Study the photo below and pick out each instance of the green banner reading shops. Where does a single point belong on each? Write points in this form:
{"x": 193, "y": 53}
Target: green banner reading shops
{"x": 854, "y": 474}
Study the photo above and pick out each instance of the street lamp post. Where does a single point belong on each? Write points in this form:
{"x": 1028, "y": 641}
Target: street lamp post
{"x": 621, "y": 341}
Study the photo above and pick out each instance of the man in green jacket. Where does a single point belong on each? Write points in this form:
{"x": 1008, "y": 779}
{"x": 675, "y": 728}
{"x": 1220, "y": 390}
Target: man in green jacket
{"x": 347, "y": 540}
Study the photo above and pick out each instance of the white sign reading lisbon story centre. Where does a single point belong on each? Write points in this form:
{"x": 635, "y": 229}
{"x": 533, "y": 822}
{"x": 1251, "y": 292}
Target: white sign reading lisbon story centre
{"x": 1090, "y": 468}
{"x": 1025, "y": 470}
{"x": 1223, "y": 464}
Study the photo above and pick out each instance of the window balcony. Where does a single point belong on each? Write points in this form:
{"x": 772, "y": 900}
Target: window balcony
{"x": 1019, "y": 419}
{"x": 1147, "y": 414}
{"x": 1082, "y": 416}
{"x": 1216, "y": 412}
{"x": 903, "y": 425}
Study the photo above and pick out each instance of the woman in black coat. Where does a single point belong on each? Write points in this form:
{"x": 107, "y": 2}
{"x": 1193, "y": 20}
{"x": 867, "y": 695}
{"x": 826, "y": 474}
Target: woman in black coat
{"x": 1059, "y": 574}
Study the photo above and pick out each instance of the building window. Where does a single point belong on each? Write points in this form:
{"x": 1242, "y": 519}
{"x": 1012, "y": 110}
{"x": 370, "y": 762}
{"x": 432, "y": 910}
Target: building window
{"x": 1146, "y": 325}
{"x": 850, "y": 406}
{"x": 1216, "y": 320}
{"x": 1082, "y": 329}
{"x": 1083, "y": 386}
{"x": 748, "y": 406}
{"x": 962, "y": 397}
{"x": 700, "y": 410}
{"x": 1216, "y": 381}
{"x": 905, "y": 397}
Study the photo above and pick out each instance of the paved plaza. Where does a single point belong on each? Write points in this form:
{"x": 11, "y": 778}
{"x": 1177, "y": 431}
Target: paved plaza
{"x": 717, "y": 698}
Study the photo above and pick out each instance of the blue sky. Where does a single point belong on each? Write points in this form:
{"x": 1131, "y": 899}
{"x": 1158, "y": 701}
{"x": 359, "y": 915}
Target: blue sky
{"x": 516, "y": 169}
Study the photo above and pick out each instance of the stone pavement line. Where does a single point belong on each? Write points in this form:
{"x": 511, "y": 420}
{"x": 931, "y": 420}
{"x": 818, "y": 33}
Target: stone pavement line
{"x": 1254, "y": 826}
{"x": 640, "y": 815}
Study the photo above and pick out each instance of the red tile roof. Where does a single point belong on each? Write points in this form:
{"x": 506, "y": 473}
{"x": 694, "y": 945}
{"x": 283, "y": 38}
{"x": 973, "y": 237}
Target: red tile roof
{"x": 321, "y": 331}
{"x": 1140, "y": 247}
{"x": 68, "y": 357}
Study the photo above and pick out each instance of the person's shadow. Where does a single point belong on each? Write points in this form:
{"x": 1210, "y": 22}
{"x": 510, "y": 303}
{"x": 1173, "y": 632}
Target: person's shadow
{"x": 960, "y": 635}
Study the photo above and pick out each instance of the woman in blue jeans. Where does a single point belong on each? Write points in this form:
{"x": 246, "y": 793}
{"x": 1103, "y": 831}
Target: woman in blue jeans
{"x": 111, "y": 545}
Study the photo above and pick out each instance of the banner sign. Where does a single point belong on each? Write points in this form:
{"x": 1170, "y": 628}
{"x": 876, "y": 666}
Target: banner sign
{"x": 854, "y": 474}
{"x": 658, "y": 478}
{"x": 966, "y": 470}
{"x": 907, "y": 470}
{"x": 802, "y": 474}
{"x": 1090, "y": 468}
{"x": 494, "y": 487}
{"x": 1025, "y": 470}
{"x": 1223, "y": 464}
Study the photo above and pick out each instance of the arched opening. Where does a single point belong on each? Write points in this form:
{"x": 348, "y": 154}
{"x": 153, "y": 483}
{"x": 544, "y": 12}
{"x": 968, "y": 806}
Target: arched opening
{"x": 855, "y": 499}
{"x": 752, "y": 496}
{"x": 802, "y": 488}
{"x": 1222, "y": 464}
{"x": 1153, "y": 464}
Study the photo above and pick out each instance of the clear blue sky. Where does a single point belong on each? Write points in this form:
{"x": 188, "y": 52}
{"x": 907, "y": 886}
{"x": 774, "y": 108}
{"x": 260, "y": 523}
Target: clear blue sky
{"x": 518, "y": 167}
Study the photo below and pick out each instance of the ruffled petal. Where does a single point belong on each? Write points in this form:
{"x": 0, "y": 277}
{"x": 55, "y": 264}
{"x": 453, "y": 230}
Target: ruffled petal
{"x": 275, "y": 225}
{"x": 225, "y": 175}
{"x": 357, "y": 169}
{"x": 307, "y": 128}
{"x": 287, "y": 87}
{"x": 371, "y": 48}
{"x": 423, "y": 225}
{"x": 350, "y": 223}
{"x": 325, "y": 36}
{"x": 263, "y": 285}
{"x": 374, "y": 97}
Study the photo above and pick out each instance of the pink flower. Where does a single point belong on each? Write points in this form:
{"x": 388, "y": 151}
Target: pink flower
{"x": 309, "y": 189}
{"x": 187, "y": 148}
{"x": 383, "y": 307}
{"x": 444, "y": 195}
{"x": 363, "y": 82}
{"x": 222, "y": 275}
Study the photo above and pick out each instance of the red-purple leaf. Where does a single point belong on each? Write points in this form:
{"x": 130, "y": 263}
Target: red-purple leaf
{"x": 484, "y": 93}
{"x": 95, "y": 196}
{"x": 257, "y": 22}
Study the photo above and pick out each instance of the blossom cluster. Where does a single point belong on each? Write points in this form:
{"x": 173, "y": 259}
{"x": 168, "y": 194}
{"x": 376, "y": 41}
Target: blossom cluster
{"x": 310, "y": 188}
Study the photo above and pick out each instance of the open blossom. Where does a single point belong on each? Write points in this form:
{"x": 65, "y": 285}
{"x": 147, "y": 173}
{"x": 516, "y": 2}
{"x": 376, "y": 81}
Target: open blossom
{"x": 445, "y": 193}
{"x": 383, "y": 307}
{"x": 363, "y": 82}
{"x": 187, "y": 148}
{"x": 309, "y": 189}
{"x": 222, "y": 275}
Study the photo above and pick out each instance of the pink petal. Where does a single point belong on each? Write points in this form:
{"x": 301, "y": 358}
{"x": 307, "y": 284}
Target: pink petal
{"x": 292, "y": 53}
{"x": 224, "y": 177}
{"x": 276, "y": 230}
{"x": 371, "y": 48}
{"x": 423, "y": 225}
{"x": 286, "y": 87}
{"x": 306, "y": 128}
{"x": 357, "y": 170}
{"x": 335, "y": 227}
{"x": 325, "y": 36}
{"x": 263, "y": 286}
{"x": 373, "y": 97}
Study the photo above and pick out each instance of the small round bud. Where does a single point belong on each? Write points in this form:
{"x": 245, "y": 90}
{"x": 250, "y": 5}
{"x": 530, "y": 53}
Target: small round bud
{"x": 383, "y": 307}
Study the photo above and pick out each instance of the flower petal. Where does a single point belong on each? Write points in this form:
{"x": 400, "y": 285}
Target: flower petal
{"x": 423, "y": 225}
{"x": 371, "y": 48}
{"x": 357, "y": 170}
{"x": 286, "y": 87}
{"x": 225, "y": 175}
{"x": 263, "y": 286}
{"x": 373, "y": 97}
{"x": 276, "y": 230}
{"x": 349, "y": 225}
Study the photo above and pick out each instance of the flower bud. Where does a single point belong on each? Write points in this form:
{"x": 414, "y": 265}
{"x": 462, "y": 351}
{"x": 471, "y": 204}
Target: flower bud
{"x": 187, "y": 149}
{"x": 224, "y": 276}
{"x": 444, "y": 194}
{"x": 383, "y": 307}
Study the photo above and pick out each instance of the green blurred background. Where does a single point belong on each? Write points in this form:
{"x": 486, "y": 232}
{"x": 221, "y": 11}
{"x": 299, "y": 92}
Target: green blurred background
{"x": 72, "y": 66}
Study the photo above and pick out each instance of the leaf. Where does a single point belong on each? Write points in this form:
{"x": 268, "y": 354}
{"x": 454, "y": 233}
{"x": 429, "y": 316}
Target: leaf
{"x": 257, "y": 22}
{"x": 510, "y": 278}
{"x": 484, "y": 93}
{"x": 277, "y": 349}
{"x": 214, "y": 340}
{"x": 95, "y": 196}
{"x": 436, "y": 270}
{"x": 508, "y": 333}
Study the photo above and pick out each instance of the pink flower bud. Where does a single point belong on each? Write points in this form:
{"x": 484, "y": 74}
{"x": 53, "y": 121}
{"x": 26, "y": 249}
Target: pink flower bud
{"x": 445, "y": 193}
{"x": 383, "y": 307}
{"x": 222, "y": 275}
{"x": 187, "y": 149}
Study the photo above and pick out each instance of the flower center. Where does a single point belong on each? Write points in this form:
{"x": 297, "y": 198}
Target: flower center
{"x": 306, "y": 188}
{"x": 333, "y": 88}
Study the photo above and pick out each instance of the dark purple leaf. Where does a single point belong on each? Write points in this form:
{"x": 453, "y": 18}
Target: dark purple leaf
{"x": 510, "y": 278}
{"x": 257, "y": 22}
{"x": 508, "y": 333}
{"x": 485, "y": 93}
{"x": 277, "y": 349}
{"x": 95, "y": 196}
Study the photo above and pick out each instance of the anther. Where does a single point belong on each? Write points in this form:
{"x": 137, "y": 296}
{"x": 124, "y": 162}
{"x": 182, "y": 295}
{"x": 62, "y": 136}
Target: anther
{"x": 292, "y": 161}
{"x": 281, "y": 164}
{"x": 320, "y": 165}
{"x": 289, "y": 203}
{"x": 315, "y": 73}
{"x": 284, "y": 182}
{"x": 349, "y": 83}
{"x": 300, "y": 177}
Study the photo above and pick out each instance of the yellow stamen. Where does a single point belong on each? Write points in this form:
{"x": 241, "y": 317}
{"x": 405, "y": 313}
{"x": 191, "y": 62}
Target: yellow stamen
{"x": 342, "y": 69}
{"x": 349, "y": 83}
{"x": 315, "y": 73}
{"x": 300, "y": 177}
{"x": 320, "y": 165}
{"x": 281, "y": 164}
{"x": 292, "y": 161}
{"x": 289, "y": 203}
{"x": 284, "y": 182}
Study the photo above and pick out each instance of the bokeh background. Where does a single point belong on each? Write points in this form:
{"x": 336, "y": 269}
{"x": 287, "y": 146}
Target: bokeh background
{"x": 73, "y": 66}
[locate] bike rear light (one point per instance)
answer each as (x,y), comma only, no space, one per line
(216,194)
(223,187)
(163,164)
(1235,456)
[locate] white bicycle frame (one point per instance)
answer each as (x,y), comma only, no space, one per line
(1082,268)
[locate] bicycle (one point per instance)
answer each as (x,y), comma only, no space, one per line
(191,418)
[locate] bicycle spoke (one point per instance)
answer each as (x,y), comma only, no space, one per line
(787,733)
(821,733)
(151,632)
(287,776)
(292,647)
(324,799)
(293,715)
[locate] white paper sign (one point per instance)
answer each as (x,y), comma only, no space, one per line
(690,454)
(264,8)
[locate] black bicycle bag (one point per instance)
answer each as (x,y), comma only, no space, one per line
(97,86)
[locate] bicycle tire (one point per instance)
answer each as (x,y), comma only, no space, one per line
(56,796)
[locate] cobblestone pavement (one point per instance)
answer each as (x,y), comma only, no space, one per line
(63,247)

DIRECTIONS: In the entries above, work out how many lines contain the string "locate", and give only that number.

TASK RESPONSE: 8